THE PROBLEM
For every line in the data below that contains "target", copy the line.
--- EXTRACTED RECORDS ---
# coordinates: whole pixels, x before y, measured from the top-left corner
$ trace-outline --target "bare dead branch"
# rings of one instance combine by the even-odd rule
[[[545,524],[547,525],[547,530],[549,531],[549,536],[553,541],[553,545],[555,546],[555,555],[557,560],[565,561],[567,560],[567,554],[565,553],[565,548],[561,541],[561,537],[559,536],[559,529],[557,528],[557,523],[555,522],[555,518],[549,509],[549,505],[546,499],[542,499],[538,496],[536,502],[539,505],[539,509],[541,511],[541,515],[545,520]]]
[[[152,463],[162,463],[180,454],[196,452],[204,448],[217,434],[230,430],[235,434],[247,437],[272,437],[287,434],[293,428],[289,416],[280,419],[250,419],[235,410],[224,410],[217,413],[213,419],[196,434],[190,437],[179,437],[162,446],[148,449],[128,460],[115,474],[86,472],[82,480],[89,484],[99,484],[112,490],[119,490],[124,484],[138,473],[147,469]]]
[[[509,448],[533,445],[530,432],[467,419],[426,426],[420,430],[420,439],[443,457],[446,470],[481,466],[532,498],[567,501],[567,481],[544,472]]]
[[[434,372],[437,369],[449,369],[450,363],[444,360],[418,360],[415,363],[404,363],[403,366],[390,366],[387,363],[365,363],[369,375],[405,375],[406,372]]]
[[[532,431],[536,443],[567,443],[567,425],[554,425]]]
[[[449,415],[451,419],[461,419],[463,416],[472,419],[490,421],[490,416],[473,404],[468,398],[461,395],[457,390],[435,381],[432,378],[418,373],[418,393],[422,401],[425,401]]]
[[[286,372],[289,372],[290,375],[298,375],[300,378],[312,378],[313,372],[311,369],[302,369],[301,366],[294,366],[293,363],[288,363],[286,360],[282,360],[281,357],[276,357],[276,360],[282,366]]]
---
--- EXTRACTED RECORDS ---
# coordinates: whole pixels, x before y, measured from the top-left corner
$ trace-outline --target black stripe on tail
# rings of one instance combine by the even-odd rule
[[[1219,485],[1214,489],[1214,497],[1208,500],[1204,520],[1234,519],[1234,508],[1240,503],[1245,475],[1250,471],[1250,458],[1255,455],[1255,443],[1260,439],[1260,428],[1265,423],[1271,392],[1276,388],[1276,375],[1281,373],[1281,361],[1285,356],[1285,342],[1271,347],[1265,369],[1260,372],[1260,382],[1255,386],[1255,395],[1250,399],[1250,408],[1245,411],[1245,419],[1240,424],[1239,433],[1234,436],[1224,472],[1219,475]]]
---
--- EXTRACTED RECORDS ---
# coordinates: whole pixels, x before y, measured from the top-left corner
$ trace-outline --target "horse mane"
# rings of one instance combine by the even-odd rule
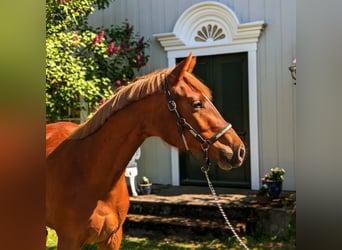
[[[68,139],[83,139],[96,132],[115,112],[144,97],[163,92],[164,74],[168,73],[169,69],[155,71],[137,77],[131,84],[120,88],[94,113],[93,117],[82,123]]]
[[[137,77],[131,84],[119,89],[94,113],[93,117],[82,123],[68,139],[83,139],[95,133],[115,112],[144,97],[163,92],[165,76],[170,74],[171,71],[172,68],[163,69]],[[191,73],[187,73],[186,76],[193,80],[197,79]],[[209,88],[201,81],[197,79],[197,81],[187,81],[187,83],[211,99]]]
---
ANSWER BELOW
$ trace-outline --target "bare dead branch"
$ trace-outline --target black stripe on tail
$ trace-outline --target "horse mane"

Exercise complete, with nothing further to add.